┌──

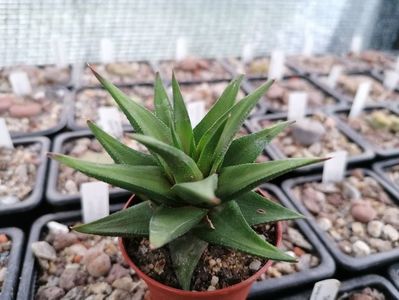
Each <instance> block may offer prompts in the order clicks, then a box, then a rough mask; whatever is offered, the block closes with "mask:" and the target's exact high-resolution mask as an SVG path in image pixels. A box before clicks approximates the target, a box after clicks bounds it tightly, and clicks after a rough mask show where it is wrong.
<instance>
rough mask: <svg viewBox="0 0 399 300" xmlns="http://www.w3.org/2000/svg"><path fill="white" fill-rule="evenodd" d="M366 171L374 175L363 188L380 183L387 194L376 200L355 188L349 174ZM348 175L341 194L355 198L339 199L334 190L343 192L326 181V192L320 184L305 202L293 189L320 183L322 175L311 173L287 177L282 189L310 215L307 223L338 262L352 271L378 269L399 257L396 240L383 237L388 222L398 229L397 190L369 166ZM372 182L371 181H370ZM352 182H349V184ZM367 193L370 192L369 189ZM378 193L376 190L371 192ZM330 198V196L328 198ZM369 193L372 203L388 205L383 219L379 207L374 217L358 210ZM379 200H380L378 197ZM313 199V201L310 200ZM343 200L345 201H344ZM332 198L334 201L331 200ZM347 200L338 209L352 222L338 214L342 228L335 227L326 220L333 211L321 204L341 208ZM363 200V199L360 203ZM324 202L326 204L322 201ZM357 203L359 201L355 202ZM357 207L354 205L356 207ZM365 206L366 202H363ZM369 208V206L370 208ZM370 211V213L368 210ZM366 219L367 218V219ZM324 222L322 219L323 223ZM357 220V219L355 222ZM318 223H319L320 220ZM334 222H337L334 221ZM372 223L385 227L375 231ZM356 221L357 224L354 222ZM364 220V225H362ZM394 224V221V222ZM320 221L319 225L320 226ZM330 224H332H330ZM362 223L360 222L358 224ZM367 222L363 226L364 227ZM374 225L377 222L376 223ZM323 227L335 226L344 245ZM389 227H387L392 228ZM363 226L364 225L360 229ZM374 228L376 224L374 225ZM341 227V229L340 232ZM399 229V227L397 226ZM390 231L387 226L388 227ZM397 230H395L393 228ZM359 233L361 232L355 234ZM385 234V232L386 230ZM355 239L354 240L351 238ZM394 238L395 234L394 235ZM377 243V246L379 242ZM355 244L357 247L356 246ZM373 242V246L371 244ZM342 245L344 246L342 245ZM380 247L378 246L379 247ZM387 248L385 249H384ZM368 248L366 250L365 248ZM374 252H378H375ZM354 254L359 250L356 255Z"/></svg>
mask: <svg viewBox="0 0 399 300" xmlns="http://www.w3.org/2000/svg"><path fill="white" fill-rule="evenodd" d="M359 172H361V174H364V178H366V177H371V179H366V180H368V181H367V183H366V181H365V180H363V181H362V182H361V183H360V185H363V187H364V188H367V187H370V186H373V185H374V184H377V186H378V187H381V189H382V190H383V191H384V192H385V195H384V194H379V195H378V197H377V196H374V199H373V198H372V197H373V196H372V195H371V194H370V195H366V196H365V195H362V194H361V192H360V191H359V190H356V191H354V188H353V184H350V180H349V179H348V176H350V175H351V174H352V175H353V176H355V177H356V176H357V175H358V174H360V173H359ZM346 176H347V178H346V179H345V180H344V181H343V187H344V188H343V190H342V191H343V192H342V195H348V196H347V197H352V198H346V197H345V198H344V197H341V198H340V199H337V197H335V196H334V193H338V194H340V195H341V192H340V191H339V190H336V187H334V186H333V187H331V184H327V185H326V186H325V187H324V188H323V190H325V191H326V192H321V187H320V188H319V189H316V190H315V189H313V191H315V193H314V194H313V196H315V197H317V198H312V197H311V196H310V195H309V194H307V195H306V196H305V197H304V198H303V199H305V201H306V203H304V202H303V200H300V199H299V198H298V195H297V193H296V192H295V191H294V188H295V187H298V186H301V185H304V184H309V183H320V182H321V178H322V176H321V175H310V176H302V177H297V178H293V179H288V180H286V181H284V182H283V183H282V188H283V190H284V192H285V193H286V195H288V197H289V199H290V200H291V202H292V203H293V204H294V206H295V207H296V208H297V209H298V211H299V212H301V213H302V214H303V215H305V216H306V217H307V218H308V222H309V224H310V226H311V228H312V229H313V230H314V232H315V233H316V234H317V235H318V237H319V238H320V240H321V241H322V242H323V243H324V245H325V246H326V248H327V249H328V250H329V251H330V253H331V254H332V256H333V257H334V259H335V261H336V262H337V263H338V264H339V265H340V266H342V267H343V268H345V269H346V270H349V271H364V270H369V269H372V268H378V267H383V266H384V264H387V263H390V262H392V261H395V260H398V259H399V252H398V250H397V249H395V247H396V246H395V243H397V241H396V242H394V240H392V242H391V240H390V238H387V237H383V233H382V231H383V228H384V226H385V225H389V226H390V227H391V228H389V229H390V230H391V231H392V228H394V229H395V227H394V226H396V225H395V222H396V221H395V220H396V219H395V216H396V214H397V213H398V211H399V210H398V208H399V199H397V198H395V194H394V191H393V190H392V187H390V186H389V185H388V184H387V183H386V182H385V181H384V180H382V179H381V178H380V177H379V176H378V175H377V174H375V173H374V172H372V171H370V170H367V169H357V170H353V171H348V172H347V174H346ZM370 182H371V183H370ZM348 183H349V184H348ZM366 192H367V191H366ZM372 192H373V193H375V192H376V191H372ZM322 195H326V196H324V197H322V199H324V200H320V198H321V196H322ZM327 196H328V197H331V198H327ZM367 196H369V197H370V198H371V200H373V204H374V205H375V204H376V202H378V203H382V205H386V206H384V207H383V208H381V207H380V208H379V209H380V210H381V209H384V211H383V213H382V215H383V218H381V220H379V219H377V220H376V217H377V216H378V215H377V210H378V208H376V209H375V210H374V212H373V213H371V215H373V216H372V217H369V216H367V217H365V216H364V215H365V214H366V213H365V212H364V211H365V210H364V209H362V211H361V212H359V207H360V208H361V207H362V206H361V205H359V204H361V201H364V200H361V199H363V198H364V197H367ZM377 198H378V199H379V200H378V201H377V200H376V199H377ZM310 199H314V200H310ZM341 199H342V201H341ZM331 201H333V202H331ZM345 201H352V204H350V205H348V207H340V208H339V213H344V214H345V213H346V214H347V215H348V216H350V218H349V221H348V220H347V219H345V215H342V216H335V218H336V219H337V220H338V219H340V220H342V221H340V224H341V225H338V226H339V228H338V229H335V228H334V227H333V224H332V223H331V221H330V222H326V221H327V220H325V219H328V218H327V216H328V215H331V214H333V212H331V211H330V210H329V211H328V212H327V211H326V212H322V211H321V209H322V208H321V207H327V208H328V206H326V202H329V203H328V205H330V206H332V207H339V205H344V204H345ZM359 201H360V202H359ZM384 201H391V203H389V202H386V203H385V202H384ZM323 203H324V204H323ZM354 203H358V204H354ZM371 205H372V204H371V202H368V207H370V206H371ZM356 206H357V208H356V209H354V207H356ZM363 207H364V205H363ZM368 207H367V208H368ZM389 209H390V216H391V217H389V216H388V215H387V214H388V210H389ZM311 210H312V211H313V213H315V214H319V213H320V212H321V214H320V215H319V216H318V217H320V219H319V220H318V221H317V220H316V217H317V216H316V215H313V214H312V212H311ZM367 211H368V212H369V211H370V209H369V208H368V209H367ZM355 213H356V215H357V217H356V218H354V217H353V216H354V214H355ZM367 214H368V213H367ZM365 218H368V219H367V220H366V219H365ZM322 221H323V222H322ZM355 221H356V222H355ZM318 222H319V223H318ZM334 222H335V221H334ZM347 222H352V223H351V224H352V225H351V226H348V227H346V229H345V230H346V232H347V234H348V238H347V239H346V240H345V236H343V235H342V234H345V233H344V232H345V231H342V230H344V229H342V230H341V228H345V224H347ZM371 222H377V223H382V225H383V226H382V227H381V226H380V232H379V233H375V232H376V230H373V231H371V228H370V229H369V227H371V225H369V223H371ZM355 223H357V225H356V227H355V225H353V224H355ZM362 223H364V224H362ZM391 223H392V224H391ZM319 224H320V225H319ZM328 224H329V225H328ZM359 224H360V225H359ZM363 225H364V227H363ZM373 225H374V224H373ZM321 226H323V227H324V228H325V229H326V230H328V229H330V228H332V231H334V235H335V236H337V238H336V239H338V240H339V239H340V240H339V241H340V243H341V246H339V245H338V242H336V241H335V240H334V239H333V237H332V236H330V234H331V233H327V232H326V231H325V230H323V229H322V227H321ZM389 226H388V227H389ZM359 227H361V228H359ZM373 228H374V229H375V226H373ZM339 230H341V231H340V232H341V233H340V232H339ZM355 230H356V232H358V233H353V232H355ZM384 230H385V228H384ZM396 230H398V229H396ZM387 231H388V228H387ZM394 231H395V230H394ZM369 232H374V233H373V235H371V234H370V233H369ZM356 234H358V235H357V236H356ZM384 235H385V233H384ZM361 237H365V238H367V242H368V244H366V242H364V241H363V240H362V239H361ZM351 238H352V239H351ZM394 238H395V237H394ZM377 242H378V245H377ZM387 243H389V247H387ZM355 244H356V247H355ZM372 245H374V246H372ZM340 247H343V248H340ZM377 247H379V248H377ZM383 247H385V248H383ZM365 248H367V249H368V250H367V249H365ZM343 249H347V250H346V251H348V253H351V252H353V253H354V256H351V255H350V254H346V253H345V252H344V250H343ZM378 249H383V250H381V251H380V252H378ZM371 251H376V252H375V253H372V252H371ZM355 253H358V255H357V256H356V254H355Z"/></svg>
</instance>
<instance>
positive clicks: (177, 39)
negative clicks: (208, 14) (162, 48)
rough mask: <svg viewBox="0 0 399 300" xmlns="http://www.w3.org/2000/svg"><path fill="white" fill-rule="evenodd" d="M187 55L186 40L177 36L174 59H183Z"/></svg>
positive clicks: (182, 59)
mask: <svg viewBox="0 0 399 300" xmlns="http://www.w3.org/2000/svg"><path fill="white" fill-rule="evenodd" d="M187 55H188V47H187V40H186V39H185V38H184V37H179V38H178V39H177V40H176V51H175V58H176V60H183V59H185V58H186V57H187Z"/></svg>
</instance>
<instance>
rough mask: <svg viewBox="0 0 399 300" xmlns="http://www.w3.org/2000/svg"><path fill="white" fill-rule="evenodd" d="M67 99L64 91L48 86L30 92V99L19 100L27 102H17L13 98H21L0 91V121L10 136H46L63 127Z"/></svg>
mask: <svg viewBox="0 0 399 300" xmlns="http://www.w3.org/2000/svg"><path fill="white" fill-rule="evenodd" d="M33 97H36V98H33ZM70 97H71V93H70V91H69V90H67V89H66V88H63V87H52V88H46V89H42V90H37V91H34V92H33V93H32V98H31V97H30V96H26V97H23V98H24V100H27V101H26V102H22V103H20V102H15V101H16V99H14V98H17V99H19V98H21V97H17V96H15V95H14V94H13V93H12V92H1V91H0V104H1V105H0V118H4V119H5V121H6V124H7V127H8V130H9V131H10V134H11V136H12V137H29V136H43V135H46V136H48V135H51V134H54V133H55V132H58V131H60V130H61V129H63V128H64V127H65V125H66V122H67V115H68V111H69V108H70ZM18 101H19V100H18Z"/></svg>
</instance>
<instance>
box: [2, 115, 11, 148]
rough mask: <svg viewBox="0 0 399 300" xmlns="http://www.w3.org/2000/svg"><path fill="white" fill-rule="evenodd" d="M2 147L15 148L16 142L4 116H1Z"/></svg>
mask: <svg viewBox="0 0 399 300" xmlns="http://www.w3.org/2000/svg"><path fill="white" fill-rule="evenodd" d="M0 147H4V148H7V149H14V144H13V143H12V139H11V135H10V132H9V131H8V128H7V124H6V120H4V118H0Z"/></svg>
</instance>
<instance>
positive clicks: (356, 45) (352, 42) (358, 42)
mask: <svg viewBox="0 0 399 300" xmlns="http://www.w3.org/2000/svg"><path fill="white" fill-rule="evenodd" d="M362 44H363V39H362V37H361V36H360V35H354V36H353V38H352V41H351V52H353V53H355V54H359V53H360V51H362V46H363V45H362Z"/></svg>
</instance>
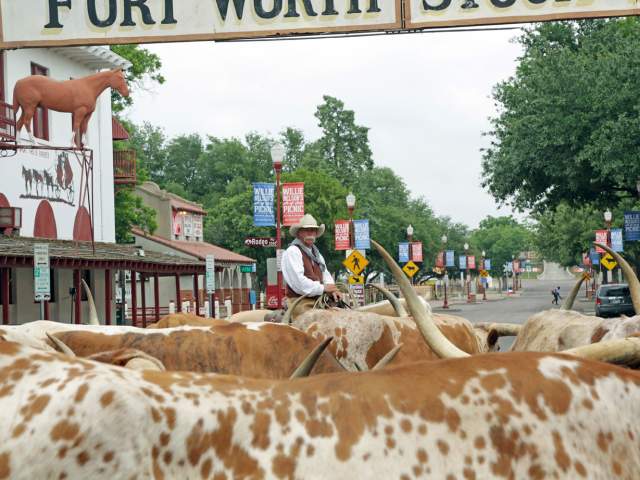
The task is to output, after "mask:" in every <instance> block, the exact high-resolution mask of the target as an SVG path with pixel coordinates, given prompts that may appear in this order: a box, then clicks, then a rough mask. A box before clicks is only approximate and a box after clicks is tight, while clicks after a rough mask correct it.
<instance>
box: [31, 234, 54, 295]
mask: <svg viewBox="0 0 640 480" xmlns="http://www.w3.org/2000/svg"><path fill="white" fill-rule="evenodd" d="M50 273H51V270H50V267H49V244H47V243H36V244H34V245H33V280H34V282H33V286H34V294H35V300H36V302H42V301H49V300H51V276H50Z"/></svg>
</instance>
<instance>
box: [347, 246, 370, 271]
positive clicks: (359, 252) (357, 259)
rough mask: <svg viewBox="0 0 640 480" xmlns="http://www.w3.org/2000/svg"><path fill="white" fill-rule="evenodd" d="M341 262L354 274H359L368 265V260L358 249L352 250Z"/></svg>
mask: <svg viewBox="0 0 640 480" xmlns="http://www.w3.org/2000/svg"><path fill="white" fill-rule="evenodd" d="M342 264H343V265H344V266H345V267H347V269H348V270H349V271H350V272H352V273H353V274H354V275H360V274H361V273H362V272H363V271H364V269H365V268H367V265H369V260H367V259H366V258H365V257H364V255H362V254H361V253H360V252H359V251H358V250H354V251H353V252H352V253H351V255H349V256H348V257H347V259H346V260H345V261H344V262H342Z"/></svg>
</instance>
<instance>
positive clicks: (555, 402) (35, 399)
mask: <svg viewBox="0 0 640 480" xmlns="http://www.w3.org/2000/svg"><path fill="white" fill-rule="evenodd" d="M0 377H1V379H2V395H1V396H0V409H1V410H2V412H3V415H1V416H0V444H1V445H2V447H0V475H1V476H2V477H4V478H25V479H27V478H28V479H31V478H91V479H93V480H99V479H109V480H111V479H113V478H134V477H136V478H156V479H160V478H373V477H380V478H413V477H414V476H417V477H420V476H428V477H431V478H443V479H444V478H563V479H575V478H593V479H610V478H625V479H636V478H640V422H638V421H637V419H638V418H639V416H640V374H639V373H638V372H634V371H629V370H624V369H621V368H618V367H615V366H610V365H606V364H602V363H599V362H592V361H588V360H580V359H577V358H572V357H568V356H566V355H560V354H541V353H531V352H526V353H507V354H489V355H479V356H475V357H469V358H462V359H453V360H439V361H432V362H420V363H416V364H412V365H405V366H400V367H396V368H392V369H388V370H385V371H382V372H366V373H361V374H345V373H342V374H333V375H321V376H316V377H311V378H308V379H303V380H296V381H273V380H271V381H267V380H250V379H245V378H238V377H231V376H220V375H210V374H196V373H175V372H134V371H129V370H122V369H117V368H116V367H112V366H108V365H103V364H98V363H95V362H90V361H87V360H80V359H73V358H69V357H65V356H62V355H58V354H52V353H46V352H41V351H37V350H33V349H30V348H28V347H24V346H21V345H18V344H15V343H9V342H0Z"/></svg>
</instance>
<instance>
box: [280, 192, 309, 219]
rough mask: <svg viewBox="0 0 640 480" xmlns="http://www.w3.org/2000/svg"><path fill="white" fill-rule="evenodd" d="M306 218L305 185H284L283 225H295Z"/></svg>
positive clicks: (282, 195) (282, 212)
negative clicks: (304, 187) (303, 219)
mask: <svg viewBox="0 0 640 480" xmlns="http://www.w3.org/2000/svg"><path fill="white" fill-rule="evenodd" d="M302 217H304V183H285V184H283V185H282V224H283V225H285V226H291V225H295V224H296V223H298V222H299V221H300V219H301V218H302Z"/></svg>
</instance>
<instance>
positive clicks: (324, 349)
mask: <svg viewBox="0 0 640 480" xmlns="http://www.w3.org/2000/svg"><path fill="white" fill-rule="evenodd" d="M332 340H333V337H329V338H326V339H325V340H324V341H323V342H322V343H321V344H320V345H318V346H317V347H316V348H314V349H313V351H312V352H311V353H310V354H309V355H308V356H307V358H305V359H304V360H303V361H302V363H301V364H300V366H299V367H298V368H296V370H295V372H293V373H292V374H291V376H290V377H289V380H294V379H296V378H304V377H308V376H309V374H310V373H311V370H313V367H315V366H316V363H318V360H319V359H320V355H322V354H323V353H324V351H325V350H326V349H327V347H328V346H329V344H330V343H331V341H332Z"/></svg>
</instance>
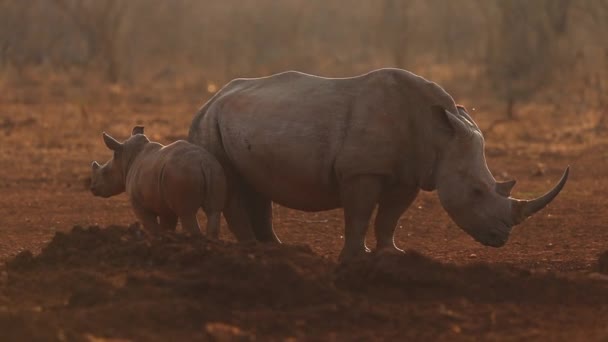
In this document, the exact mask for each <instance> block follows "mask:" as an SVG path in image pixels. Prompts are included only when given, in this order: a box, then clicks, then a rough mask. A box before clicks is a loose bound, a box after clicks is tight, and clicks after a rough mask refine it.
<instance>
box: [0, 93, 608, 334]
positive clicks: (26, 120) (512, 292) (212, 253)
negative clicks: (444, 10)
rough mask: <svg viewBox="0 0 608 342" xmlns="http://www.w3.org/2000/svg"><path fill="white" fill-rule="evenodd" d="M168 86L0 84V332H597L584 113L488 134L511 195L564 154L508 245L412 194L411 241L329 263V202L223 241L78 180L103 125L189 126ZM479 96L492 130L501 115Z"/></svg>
mask: <svg viewBox="0 0 608 342" xmlns="http://www.w3.org/2000/svg"><path fill="white" fill-rule="evenodd" d="M0 89H4V90H6V88H5V87H0ZM201 89H202V88H201ZM177 90H178V91H175V89H168V90H167V89H157V88H151V89H145V90H137V89H135V90H131V91H128V92H127V91H125V90H124V89H122V88H120V87H111V88H103V87H97V88H93V87H86V89H85V87H81V88H79V87H74V86H72V87H60V86H57V85H52V84H51V85H48V86H39V85H27V84H25V85H23V86H22V87H19V88H18V89H17V90H15V89H10V91H0V145H1V146H2V148H1V149H0V162H1V165H2V167H1V168H0V189H1V190H0V191H1V194H2V196H0V217H2V220H1V221H0V260H2V261H7V265H6V267H4V268H2V269H0V272H1V276H0V336H3V337H4V338H3V340H5V339H6V340H88V341H99V340H103V339H104V338H115V339H131V340H158V341H165V340H177V339H188V340H219V341H224V340H243V341H247V340H254V339H257V340H263V341H265V340H285V339H289V338H295V339H297V340H300V339H301V340H345V339H348V340H350V339H356V340H374V339H376V340H389V339H400V340H404V339H406V338H410V339H416V340H420V339H422V340H431V339H432V340H436V339H442V340H470V339H475V338H484V339H500V340H515V339H517V340H521V339H541V340H580V341H589V340H598V341H599V340H606V339H608V323H607V322H608V275H606V274H608V227H606V222H607V219H608V214H607V213H606V210H605V208H606V200H605V198H606V196H605V193H606V191H607V190H608V179H607V178H606V176H605V175H606V173H607V172H608V149H607V148H606V146H608V137H607V136H606V132H603V131H597V130H594V127H593V125H594V122H595V121H594V120H595V118H594V117H593V115H591V114H589V115H582V114H577V115H574V114H564V115H563V116H555V115H554V111H553V110H551V109H547V108H532V107H530V108H528V109H527V110H526V111H523V112H522V113H521V115H520V117H519V120H516V121H513V122H506V123H502V124H499V125H495V126H494V128H493V129H492V130H487V131H486V132H485V133H486V141H487V158H488V163H489V166H490V169H491V170H492V171H493V172H494V174H495V175H496V177H497V178H499V179H505V178H516V179H517V180H518V185H517V186H516V188H515V196H520V197H532V196H536V195H539V194H541V193H542V192H544V191H545V190H546V189H548V188H549V187H551V185H552V184H553V183H554V182H556V181H557V180H558V179H559V176H560V175H561V172H562V171H563V168H565V166H566V165H571V175H570V180H569V182H568V184H567V185H566V188H565V189H564V191H563V192H562V194H560V196H559V197H558V198H557V199H556V200H555V201H554V203H552V204H551V205H550V206H549V207H547V208H546V209H545V210H544V211H542V212H541V213H539V214H538V215H536V216H534V217H533V218H531V219H529V220H528V221H526V222H524V223H523V224H522V225H520V226H518V227H517V228H516V229H515V230H514V232H513V233H512V237H511V240H510V241H509V243H508V244H507V245H506V246H505V247H503V248H500V249H492V248H487V247H483V246H481V245H479V244H478V243H476V242H474V241H473V240H472V239H471V238H470V237H468V236H467V235H466V234H465V233H464V232H462V231H461V230H460V229H458V228H457V227H456V226H455V225H454V224H453V223H452V222H451V221H450V220H449V218H448V217H447V215H446V214H445V212H444V211H443V210H442V209H441V206H440V204H439V202H438V200H437V198H436V195H435V194H434V193H423V194H421V195H420V196H419V198H418V199H417V200H416V202H415V203H414V204H413V205H412V207H411V208H410V210H409V211H408V212H406V213H405V214H404V215H403V217H402V218H401V220H400V222H399V227H398V229H397V233H396V241H397V245H398V246H400V247H401V248H404V249H406V250H407V251H408V252H407V253H406V254H404V255H395V254H381V255H373V256H370V257H367V258H363V259H360V260H357V261H356V262H353V263H352V264H349V265H347V266H339V265H338V264H337V263H336V257H337V254H338V253H339V251H340V248H341V245H342V242H343V239H342V234H343V229H342V223H343V220H342V216H341V212H340V211H329V212H322V213H303V212H297V211H293V210H289V209H286V208H282V207H278V206H276V207H275V211H274V222H275V227H276V231H277V234H278V235H279V237H280V238H281V239H282V240H283V242H284V245H281V246H260V245H241V244H235V243H234V242H233V239H232V237H231V236H230V235H229V234H228V233H227V231H226V229H223V230H222V239H223V240H224V241H223V242H207V241H205V240H203V239H201V238H191V237H187V236H184V235H182V234H174V235H167V236H163V237H157V238H147V237H144V236H143V234H142V233H141V231H140V230H139V228H138V227H137V226H134V225H132V223H133V222H134V221H135V218H134V216H133V214H132V213H131V211H130V208H129V206H128V203H127V201H126V198H125V196H124V195H123V196H119V197H116V198H113V199H109V200H104V199H99V198H94V197H93V196H92V195H91V194H90V193H89V192H88V191H87V189H86V183H87V178H88V173H89V164H90V162H91V160H93V159H97V160H100V161H102V160H105V159H107V158H109V157H110V153H109V152H108V151H106V150H105V148H104V146H103V143H102V141H101V134H100V133H101V131H102V130H106V131H108V132H110V133H112V134H113V135H115V136H117V137H124V136H126V135H127V134H128V133H129V132H130V129H131V127H132V126H133V125H134V124H136V123H142V124H144V125H145V126H146V130H147V132H148V133H149V134H150V135H151V137H152V138H153V139H156V140H159V141H161V142H169V141H172V140H175V139H177V138H179V137H183V136H185V134H186V132H187V128H188V125H189V122H190V120H191V118H192V115H193V113H194V111H195V109H196V108H197V107H198V106H199V105H200V104H201V103H202V100H201V98H203V97H205V96H206V95H200V94H195V93H192V92H191V91H189V90H188V89H186V90H183V92H182V91H180V90H182V89H177ZM150 93H153V94H156V95H155V96H154V97H152V96H149V95H148V94H150ZM460 102H463V103H465V104H467V103H466V101H462V100H460ZM467 107H469V109H470V110H471V111H472V107H473V105H472V104H467ZM477 107H478V108H477V111H472V114H473V116H474V118H475V119H476V120H477V121H478V123H479V124H480V126H481V127H482V129H483V128H484V127H489V126H490V125H491V122H492V121H493V120H495V119H496V118H497V115H496V116H494V115H493V114H491V111H490V110H489V109H488V108H491V107H488V106H485V105H484V104H478V105H477ZM201 220H204V218H203V217H202V216H201ZM75 225H78V226H80V227H87V228H80V227H78V228H74V229H72V227H73V226H75ZM90 226H100V227H108V228H102V229H100V228H96V227H90ZM368 244H369V245H371V246H373V236H372V235H370V236H369V239H368ZM29 251H31V252H29ZM602 253H603V254H602Z"/></svg>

└──

:: EXERCISE ::
Show each line above that contains the word "negative".

:: ANSWER BELOW ::
negative clicks: (208, 14) (162, 48)
negative clicks: (304, 187) (303, 219)
negative clicks: (444, 10)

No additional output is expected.